:: The input
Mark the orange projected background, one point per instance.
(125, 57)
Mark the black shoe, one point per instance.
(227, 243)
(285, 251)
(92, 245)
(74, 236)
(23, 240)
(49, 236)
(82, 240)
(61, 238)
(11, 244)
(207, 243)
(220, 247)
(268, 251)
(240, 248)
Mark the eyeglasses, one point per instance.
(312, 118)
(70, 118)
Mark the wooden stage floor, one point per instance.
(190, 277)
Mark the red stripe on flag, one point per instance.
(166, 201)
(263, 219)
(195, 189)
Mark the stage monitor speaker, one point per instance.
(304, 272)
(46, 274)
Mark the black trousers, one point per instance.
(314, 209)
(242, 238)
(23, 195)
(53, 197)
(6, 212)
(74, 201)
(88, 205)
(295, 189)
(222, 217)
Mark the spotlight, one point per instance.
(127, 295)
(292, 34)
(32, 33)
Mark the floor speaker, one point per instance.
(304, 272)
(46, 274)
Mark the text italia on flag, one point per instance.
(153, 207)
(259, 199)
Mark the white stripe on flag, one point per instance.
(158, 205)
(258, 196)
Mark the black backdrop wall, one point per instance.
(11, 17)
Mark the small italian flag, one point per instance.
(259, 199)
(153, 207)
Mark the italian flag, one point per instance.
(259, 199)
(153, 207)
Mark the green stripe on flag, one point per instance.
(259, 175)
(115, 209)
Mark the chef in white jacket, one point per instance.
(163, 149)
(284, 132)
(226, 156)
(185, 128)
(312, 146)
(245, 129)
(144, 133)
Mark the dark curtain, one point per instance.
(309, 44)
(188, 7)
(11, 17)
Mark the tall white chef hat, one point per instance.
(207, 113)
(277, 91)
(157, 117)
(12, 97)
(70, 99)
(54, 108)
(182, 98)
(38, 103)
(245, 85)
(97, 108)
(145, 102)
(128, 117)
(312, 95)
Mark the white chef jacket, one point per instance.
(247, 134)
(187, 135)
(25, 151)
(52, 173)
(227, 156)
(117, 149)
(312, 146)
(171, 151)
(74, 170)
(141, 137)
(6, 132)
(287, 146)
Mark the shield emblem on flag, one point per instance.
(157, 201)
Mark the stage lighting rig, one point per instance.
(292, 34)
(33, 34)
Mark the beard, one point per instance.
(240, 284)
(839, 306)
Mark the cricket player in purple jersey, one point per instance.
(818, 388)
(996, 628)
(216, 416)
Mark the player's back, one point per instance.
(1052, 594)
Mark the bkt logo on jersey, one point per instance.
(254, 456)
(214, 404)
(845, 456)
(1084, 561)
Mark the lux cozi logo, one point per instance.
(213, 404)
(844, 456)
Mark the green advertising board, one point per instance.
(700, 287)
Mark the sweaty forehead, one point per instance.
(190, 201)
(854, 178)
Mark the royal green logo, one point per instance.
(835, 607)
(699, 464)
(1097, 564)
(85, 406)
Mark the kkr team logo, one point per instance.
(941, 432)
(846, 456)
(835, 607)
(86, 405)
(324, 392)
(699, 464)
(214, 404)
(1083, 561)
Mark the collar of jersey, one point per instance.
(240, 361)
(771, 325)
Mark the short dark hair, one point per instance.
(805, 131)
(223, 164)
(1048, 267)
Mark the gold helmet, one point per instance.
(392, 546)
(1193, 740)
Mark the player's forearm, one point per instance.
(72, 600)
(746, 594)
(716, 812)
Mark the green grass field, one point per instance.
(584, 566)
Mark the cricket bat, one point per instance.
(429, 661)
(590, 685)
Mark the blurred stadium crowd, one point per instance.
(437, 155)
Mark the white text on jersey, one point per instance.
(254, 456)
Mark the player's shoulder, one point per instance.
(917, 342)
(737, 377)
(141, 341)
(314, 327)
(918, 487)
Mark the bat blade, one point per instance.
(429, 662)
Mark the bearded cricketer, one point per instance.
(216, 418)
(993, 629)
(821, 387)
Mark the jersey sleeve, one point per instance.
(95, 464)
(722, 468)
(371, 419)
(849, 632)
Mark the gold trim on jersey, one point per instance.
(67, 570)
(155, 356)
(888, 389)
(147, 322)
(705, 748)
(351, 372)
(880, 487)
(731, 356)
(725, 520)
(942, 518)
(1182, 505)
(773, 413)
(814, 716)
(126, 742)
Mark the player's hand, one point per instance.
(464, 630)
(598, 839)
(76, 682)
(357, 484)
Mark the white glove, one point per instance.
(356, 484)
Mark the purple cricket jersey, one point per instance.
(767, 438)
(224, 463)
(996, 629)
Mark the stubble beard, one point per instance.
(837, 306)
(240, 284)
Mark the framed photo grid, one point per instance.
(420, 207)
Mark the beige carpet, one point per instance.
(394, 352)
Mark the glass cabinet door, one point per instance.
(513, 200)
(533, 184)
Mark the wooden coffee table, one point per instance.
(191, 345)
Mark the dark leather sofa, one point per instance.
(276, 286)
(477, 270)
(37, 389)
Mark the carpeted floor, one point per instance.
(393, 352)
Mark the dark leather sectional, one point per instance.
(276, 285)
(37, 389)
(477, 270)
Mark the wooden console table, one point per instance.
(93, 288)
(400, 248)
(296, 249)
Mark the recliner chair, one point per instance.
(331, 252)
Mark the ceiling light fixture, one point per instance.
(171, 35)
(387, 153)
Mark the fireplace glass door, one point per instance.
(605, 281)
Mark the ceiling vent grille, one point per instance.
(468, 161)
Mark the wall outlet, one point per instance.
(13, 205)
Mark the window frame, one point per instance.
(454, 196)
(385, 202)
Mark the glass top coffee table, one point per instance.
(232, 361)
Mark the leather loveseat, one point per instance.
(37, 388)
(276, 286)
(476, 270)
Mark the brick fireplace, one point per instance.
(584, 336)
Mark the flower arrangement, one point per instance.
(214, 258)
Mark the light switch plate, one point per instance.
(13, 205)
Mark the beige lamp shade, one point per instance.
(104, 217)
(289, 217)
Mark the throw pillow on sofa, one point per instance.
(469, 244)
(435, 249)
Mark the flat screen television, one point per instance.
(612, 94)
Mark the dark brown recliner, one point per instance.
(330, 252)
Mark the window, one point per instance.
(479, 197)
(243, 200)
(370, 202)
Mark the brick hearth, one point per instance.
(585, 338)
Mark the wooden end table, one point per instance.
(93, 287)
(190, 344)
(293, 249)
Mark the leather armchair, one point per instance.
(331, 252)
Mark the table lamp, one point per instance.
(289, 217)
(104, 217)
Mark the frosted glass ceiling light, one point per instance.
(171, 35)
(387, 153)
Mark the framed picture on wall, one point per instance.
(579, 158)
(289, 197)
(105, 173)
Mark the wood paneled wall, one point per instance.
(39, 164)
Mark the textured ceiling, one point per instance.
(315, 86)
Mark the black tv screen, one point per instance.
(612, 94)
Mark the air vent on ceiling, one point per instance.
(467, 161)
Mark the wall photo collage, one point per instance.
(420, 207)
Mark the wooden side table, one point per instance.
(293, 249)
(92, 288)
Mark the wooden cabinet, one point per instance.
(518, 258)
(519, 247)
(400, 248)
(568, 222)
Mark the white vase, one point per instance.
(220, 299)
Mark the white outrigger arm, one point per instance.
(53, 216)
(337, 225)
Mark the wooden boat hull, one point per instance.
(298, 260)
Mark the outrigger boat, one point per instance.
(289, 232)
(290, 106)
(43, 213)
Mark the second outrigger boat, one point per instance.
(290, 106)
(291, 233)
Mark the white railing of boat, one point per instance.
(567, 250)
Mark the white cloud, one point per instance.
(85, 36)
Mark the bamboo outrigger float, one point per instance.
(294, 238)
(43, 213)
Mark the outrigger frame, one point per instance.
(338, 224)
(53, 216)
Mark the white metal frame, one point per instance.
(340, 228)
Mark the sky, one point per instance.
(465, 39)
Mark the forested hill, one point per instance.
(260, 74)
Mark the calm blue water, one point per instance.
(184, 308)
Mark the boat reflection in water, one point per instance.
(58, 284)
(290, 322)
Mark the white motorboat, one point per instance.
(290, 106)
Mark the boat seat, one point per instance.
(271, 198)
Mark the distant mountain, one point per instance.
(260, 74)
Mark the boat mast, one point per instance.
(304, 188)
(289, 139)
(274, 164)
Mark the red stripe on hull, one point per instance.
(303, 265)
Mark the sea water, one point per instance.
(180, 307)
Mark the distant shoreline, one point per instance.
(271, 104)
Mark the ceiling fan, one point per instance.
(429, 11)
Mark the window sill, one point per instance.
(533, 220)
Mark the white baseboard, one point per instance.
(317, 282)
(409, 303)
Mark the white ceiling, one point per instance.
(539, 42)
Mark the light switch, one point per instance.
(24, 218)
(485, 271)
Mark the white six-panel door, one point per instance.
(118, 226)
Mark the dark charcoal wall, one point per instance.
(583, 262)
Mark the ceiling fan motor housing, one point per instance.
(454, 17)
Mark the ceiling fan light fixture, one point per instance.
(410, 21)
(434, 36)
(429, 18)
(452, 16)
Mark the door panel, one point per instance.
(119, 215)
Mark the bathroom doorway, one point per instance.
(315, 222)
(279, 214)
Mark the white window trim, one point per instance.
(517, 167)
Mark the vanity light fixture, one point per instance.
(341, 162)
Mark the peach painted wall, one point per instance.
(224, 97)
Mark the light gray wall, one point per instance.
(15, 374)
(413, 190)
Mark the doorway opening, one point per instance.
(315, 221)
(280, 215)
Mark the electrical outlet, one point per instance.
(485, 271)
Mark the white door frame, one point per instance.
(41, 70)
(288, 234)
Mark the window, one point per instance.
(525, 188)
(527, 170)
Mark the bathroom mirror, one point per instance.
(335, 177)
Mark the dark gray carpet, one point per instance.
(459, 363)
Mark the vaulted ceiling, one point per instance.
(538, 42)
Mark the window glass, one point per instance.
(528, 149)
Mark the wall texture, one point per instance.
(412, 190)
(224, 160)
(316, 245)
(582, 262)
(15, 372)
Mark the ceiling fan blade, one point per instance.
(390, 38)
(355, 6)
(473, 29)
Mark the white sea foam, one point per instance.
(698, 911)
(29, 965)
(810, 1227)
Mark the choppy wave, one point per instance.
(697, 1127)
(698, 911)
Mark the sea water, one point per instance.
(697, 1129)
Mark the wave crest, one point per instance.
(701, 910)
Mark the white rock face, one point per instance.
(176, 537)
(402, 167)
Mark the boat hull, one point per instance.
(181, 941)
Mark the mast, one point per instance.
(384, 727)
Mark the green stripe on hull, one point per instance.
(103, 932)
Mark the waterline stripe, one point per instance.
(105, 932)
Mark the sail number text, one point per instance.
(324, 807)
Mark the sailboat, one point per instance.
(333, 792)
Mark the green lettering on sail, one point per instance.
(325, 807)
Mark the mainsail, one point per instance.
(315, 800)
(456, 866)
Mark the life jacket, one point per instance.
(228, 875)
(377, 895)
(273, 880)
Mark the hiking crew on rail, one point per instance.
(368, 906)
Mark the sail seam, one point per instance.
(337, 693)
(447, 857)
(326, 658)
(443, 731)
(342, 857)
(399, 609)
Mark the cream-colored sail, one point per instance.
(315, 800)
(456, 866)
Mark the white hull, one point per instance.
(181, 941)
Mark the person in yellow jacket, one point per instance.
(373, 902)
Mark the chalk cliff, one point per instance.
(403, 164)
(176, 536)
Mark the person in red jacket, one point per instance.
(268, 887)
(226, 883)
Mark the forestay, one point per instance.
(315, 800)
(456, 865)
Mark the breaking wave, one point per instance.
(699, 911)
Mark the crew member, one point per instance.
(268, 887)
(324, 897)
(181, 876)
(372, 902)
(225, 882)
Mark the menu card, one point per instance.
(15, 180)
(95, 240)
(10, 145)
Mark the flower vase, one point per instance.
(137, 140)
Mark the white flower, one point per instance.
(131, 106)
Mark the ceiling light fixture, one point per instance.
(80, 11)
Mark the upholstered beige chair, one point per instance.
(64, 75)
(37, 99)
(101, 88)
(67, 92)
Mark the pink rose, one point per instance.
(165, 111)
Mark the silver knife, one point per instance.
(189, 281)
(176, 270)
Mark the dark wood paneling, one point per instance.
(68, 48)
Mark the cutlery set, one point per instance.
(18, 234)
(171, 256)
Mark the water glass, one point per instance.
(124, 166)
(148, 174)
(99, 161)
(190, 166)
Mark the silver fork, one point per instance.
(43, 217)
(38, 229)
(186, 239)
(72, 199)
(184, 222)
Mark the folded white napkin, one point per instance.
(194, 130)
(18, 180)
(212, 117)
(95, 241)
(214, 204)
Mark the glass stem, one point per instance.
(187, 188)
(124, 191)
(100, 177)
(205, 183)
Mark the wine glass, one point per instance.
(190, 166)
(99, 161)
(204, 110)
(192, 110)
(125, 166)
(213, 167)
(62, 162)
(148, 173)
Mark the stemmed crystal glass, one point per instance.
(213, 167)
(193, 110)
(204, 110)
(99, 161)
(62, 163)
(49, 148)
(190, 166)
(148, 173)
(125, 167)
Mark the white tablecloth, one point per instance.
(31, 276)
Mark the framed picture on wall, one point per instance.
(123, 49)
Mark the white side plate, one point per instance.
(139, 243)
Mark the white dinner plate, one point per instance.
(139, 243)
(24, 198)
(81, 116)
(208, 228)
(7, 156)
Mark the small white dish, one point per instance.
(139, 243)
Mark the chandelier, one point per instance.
::::
*Task goal*. Transcribe only the trailing portion of the entries above: the line that contains "Mark the cutlery set, one point per instance." and each line after it.

*Worked solution*.
Mark the cutlery set, one point per instance.
(18, 234)
(171, 256)
Mark the water glass, one point per instance.
(124, 166)
(148, 174)
(99, 161)
(190, 166)
Mark the silver fork, one point per instance.
(43, 217)
(38, 229)
(186, 239)
(72, 199)
(184, 222)
Mark the folded white napkin, one point per instance.
(194, 130)
(18, 180)
(212, 117)
(95, 241)
(214, 204)
Mark the glass stem, one point per instance.
(187, 188)
(124, 191)
(100, 177)
(205, 183)
Mark the wine glass, one point per instance.
(190, 166)
(99, 161)
(204, 110)
(192, 110)
(125, 166)
(213, 167)
(62, 162)
(148, 173)
Mark the stemmed crystal glass, one point per instance.
(213, 167)
(193, 110)
(204, 110)
(99, 161)
(62, 163)
(49, 148)
(190, 166)
(148, 173)
(125, 167)
Mark the white tablecloth, one point per instance.
(31, 276)
Mark the framed picture on wall, one point per instance.
(123, 49)
Mark the white side plate, one point per instance.
(139, 243)
Mark the white dinner plate, one point per instance.
(139, 243)
(24, 198)
(81, 116)
(208, 228)
(7, 156)
Mark the small white dish, one point per instance.
(139, 243)
Mark the chandelier, one point per instance.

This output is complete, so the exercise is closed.